— start of Selected text —

#  >  > Occult Discussion >  >  > Angels & Demons >  >  >  Binding Spirits

## uponit_12

I have come across a few sources claiming it is possible to bind certain spirits to different objects (some considered to be magical and some not). I wonder if this is actually true, and more importantly if anyone has ever been successful in binding a goetic entity to an object. Coming from the idea of the vessel mentioned within. If this was possible (goetic or not) woudl this be able to function in the same capacity as a charm/talisman etc... ?

----------


## Nairn

From my knowledge, I'd say yes, it is possible. 

But it's not for anyone who's new to magickal practice. Or who simply wishes to do it for kicks. Binding spirits is like juggling hot irons: if you make a tiny mistake, you're going to get burned. And with Goetic spirits it's more like juggling bombs, and at the same time trying to diffuse them. 
Also, in order to bind something your personal power _must_ be greater than the spirit. Or the ritual magnifies your power to be more potent than the spirit. If not, it's similar to chaining up a tiger using twine and a spoon  :Smile: 

If you're interested in creating amulets and talismans; I suggest you work at them with elemental or planetary energy and become proficient and comfortable with it before you think about messing with spirit binding.

— end of Selected text —
— start of Supplied data —

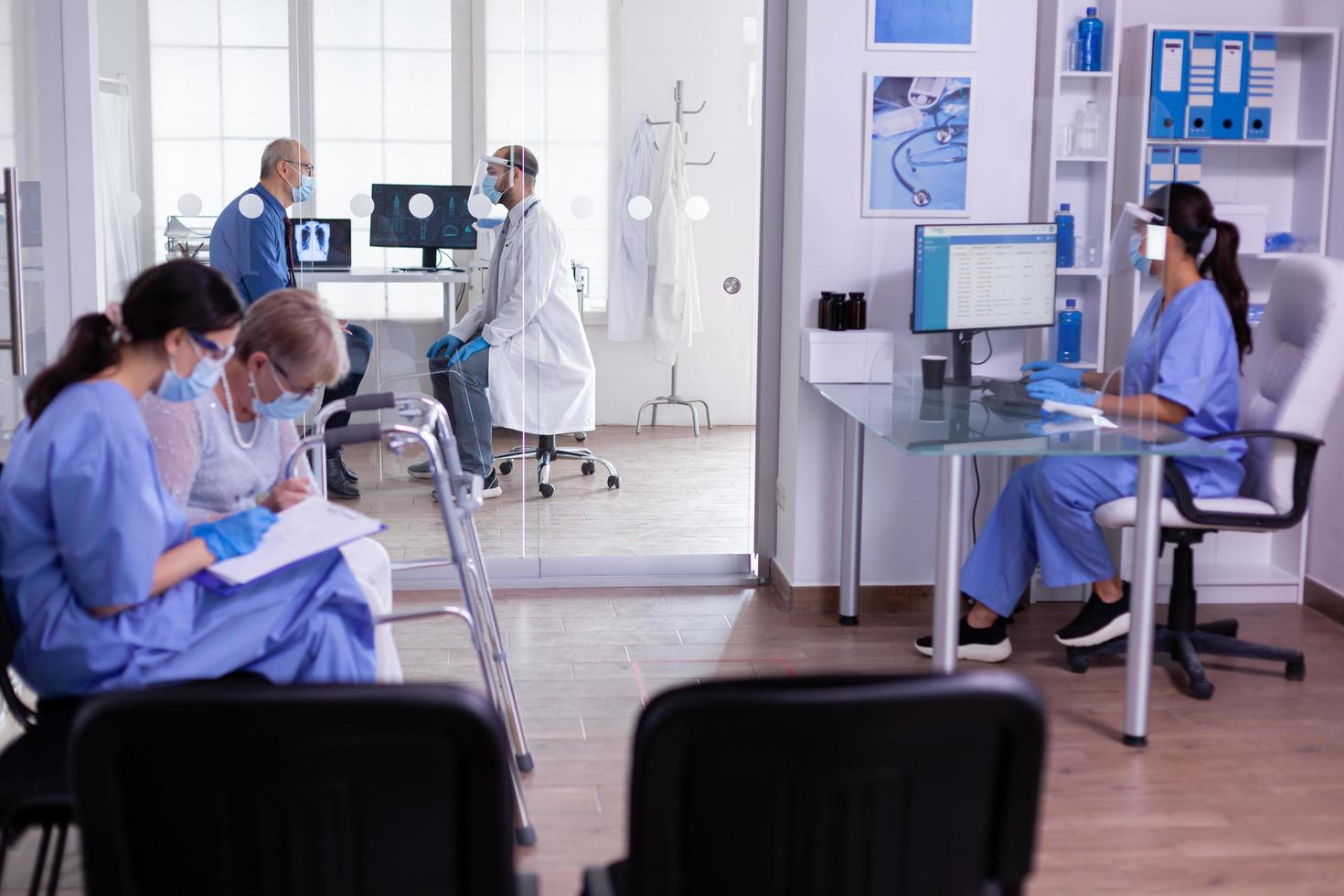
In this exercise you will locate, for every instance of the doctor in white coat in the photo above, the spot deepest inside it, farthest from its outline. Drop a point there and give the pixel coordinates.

— end of Supplied data —

» **Task to carry out**
Please set down the part of the thread on binding spirits between "From my knowledge, I'd" and "with spirit binding.", inclusive, word for word.

» **Solution**
From my knowledge, I'd say yes, it is possible. 

But it's not for anyone who's new to magickal practice. Or who simply wishes to do it for kicks. Binding spirits is like juggling hot irons: if you make a tiny mistake, you're going to get burned. And with Goetic spirits it's more like juggling bombs, and at the same time trying to diffuse them. 
Also, in order to bind something your personal power _must_ be greater than the spirit. Or the ritual magnifies your power to be more potent than the spirit. If not, it's similar to chaining up a tiger using twine and a spoon  :Smile: 

If you're interested in creating amulets and talismans; I suggest you work at them with elemental or planetary energy and become proficient and comfortable with it before you think about messing with spirit binding.